# START OF Excerpted text

Powers and Rights of the Constitution Institutional Assessment
- Length: 10 pages
- Sources: 5
- Subject: Military
- Type: Assessment
- Paper: #22986735
Excerpt from Assessment :
Powers and Rights of the Constitution
INSTITUTIONAL POWER: The Constitution gives the federal government the right to form a military service, including what is now the National Guard (Army National Guard, 2011), though it does so in cooperation with the states and localities to serve their interests as well. This section is important for a number of reasons, including the fact that it reinforces the differences between the state and the federal government without weakening the role of the states to protect and defend themselves. It also helps ensure that the troops and resources are readily available in each locality when urgent issues of various kinds result. They can be used for natural disasters, various forms of social control, helping in other times or need, as well as to address more complicated issues like war and terrorism. This latter issue has become most important recently as localities look to be less vulnerable to certain kinds of attacks and to help form better relationships between law enforcement and the public (Docobo, J., 2005).
PERSONAL POWER: The right to peaceably assemble is guaranteed as part of the First Amendment. As noted on one site, this right encompasses, "The right of a citizen to peacefully 1) parade and gather or 2) demonstrate support or opposition of public policy or 3) express one's views is guaranteed by the freedom of speech and the right to peaceably assemble" (Bancuk, L., no date). Various court opinions have guaranteed this in a way that has made the demonstration and free speech elements critical, which can be seen in the recent Occupy movements going on at this time around the country. In addition, it can be said that this personal power helps establish the right of privacy that has been interpreted to be part of the Constitution -- an issue of importance again because the right of privacy was found by the courts because it helped to ensure that people could use their unique abilities to earn money from their abilities.
INSTITUTIONAL POWER TO REMOVE: Not necessarily remove but modify: the right to bear arms. It seems completely unnecessary to have this right written in a way that doesn't allow for cataloguing the weapons, monitoring their sales, or otherwise for determining if a person or organization is doing more than seeking to protect themselves. A key part of the Constitution is ensuring that individuals have the right to be armed to protect their interests. But this assumes that if a larger battle happens, it will be done by using the country's military; and if there is a need to change to protect individual rights, that the system will allow that to happen.

# END OF Excerpted text

Task directions ▸
Duplicate the assessment of constitutional powers above, from "INSTITUTIONAL POWER TO" up to and including "that to happen.".

# START OF Records supplied

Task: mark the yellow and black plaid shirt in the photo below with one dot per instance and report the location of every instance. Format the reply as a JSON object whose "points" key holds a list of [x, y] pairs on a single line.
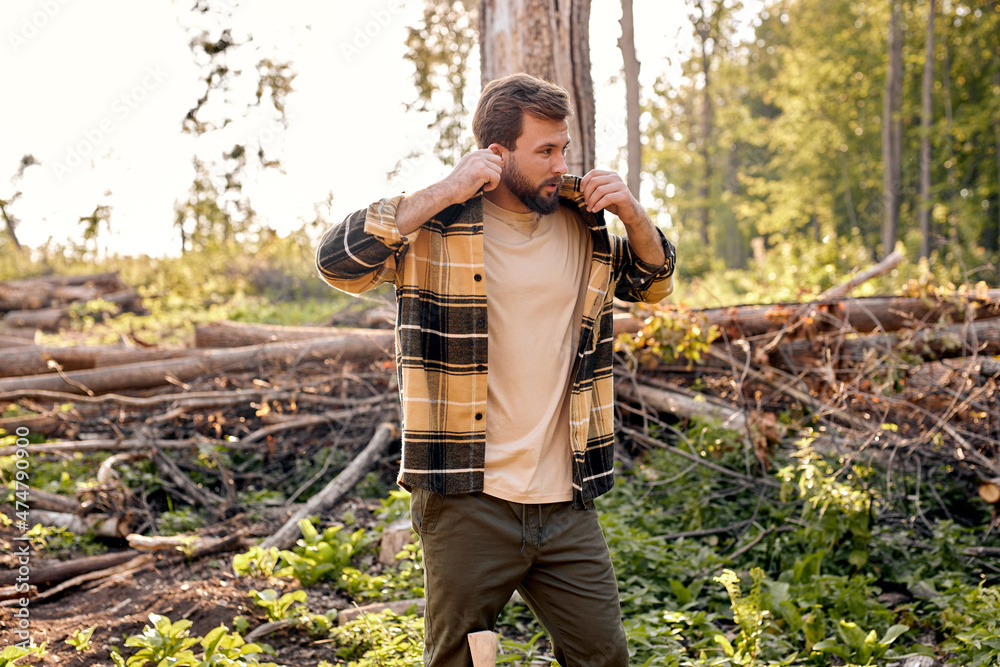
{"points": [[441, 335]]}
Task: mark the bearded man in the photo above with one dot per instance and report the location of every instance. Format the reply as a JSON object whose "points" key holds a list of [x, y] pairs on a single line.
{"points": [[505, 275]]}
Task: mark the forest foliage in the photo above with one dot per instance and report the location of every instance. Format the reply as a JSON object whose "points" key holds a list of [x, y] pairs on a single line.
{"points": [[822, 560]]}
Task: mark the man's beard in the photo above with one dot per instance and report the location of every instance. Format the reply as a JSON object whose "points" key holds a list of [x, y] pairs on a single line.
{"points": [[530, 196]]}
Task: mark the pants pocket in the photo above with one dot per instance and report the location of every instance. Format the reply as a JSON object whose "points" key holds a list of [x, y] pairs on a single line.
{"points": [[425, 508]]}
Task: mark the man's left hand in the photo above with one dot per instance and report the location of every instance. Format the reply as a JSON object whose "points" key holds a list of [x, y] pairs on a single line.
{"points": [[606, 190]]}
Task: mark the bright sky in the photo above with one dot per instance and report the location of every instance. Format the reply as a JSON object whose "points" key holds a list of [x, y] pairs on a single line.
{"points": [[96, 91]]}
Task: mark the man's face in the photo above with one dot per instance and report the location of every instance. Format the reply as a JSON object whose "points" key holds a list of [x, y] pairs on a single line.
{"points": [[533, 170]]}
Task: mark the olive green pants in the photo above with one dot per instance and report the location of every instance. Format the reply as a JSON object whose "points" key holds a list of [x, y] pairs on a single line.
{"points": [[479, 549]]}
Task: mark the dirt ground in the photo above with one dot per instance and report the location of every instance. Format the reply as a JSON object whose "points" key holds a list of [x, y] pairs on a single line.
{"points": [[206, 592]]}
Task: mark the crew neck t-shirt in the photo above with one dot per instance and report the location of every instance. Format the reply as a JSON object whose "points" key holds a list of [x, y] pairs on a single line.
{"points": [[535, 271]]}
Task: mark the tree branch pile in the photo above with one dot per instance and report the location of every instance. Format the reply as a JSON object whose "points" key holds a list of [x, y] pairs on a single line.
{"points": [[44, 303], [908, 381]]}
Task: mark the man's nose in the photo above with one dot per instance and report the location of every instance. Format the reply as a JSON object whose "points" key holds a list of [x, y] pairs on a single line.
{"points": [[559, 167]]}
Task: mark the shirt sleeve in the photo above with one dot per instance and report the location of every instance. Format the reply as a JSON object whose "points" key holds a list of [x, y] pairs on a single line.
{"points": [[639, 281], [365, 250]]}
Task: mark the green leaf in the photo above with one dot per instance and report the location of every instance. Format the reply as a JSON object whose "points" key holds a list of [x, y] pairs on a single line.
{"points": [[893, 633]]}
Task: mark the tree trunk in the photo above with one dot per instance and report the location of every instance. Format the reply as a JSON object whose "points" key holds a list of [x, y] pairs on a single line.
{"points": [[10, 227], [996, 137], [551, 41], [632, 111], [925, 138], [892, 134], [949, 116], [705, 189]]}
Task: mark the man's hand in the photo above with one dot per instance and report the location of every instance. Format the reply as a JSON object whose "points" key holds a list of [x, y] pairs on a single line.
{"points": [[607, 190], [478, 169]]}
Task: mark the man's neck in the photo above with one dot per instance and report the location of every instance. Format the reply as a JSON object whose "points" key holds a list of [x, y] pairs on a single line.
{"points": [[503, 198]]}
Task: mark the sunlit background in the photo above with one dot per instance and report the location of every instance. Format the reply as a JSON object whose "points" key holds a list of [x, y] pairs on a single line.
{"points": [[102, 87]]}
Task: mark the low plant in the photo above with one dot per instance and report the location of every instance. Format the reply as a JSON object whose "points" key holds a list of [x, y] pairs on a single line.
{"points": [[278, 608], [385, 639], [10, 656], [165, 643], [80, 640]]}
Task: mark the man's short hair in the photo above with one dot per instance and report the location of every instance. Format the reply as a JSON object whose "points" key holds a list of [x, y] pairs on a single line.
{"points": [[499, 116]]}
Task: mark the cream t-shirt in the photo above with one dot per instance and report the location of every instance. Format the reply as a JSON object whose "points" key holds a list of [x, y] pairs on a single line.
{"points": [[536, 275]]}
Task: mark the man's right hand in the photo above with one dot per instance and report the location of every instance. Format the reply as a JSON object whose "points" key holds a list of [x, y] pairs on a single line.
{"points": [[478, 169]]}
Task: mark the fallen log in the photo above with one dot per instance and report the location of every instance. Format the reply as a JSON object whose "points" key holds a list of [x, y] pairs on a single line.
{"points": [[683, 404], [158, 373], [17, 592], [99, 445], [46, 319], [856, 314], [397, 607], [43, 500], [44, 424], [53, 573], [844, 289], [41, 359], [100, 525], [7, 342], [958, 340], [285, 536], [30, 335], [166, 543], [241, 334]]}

# END OF Records supplied

Task answer ▸
INSTITUTIONAL POWER TO REMOVE: Not necessarily remove but modify: the right to bear arms. It seems completely unnecessary to have this right written in a way that doesn't allow for cataloguing the weapons, monitoring their sales, or otherwise for determining if a person or organization is doing more than seeking to protect themselves. A key part of the Constitution is ensuring that individuals have the right to be armed to protect their interests. But this assumes that if a larger battle happens, it will be done by using the country's military; and if there is a need to change to protect individual rights, that the system will allow that to happen.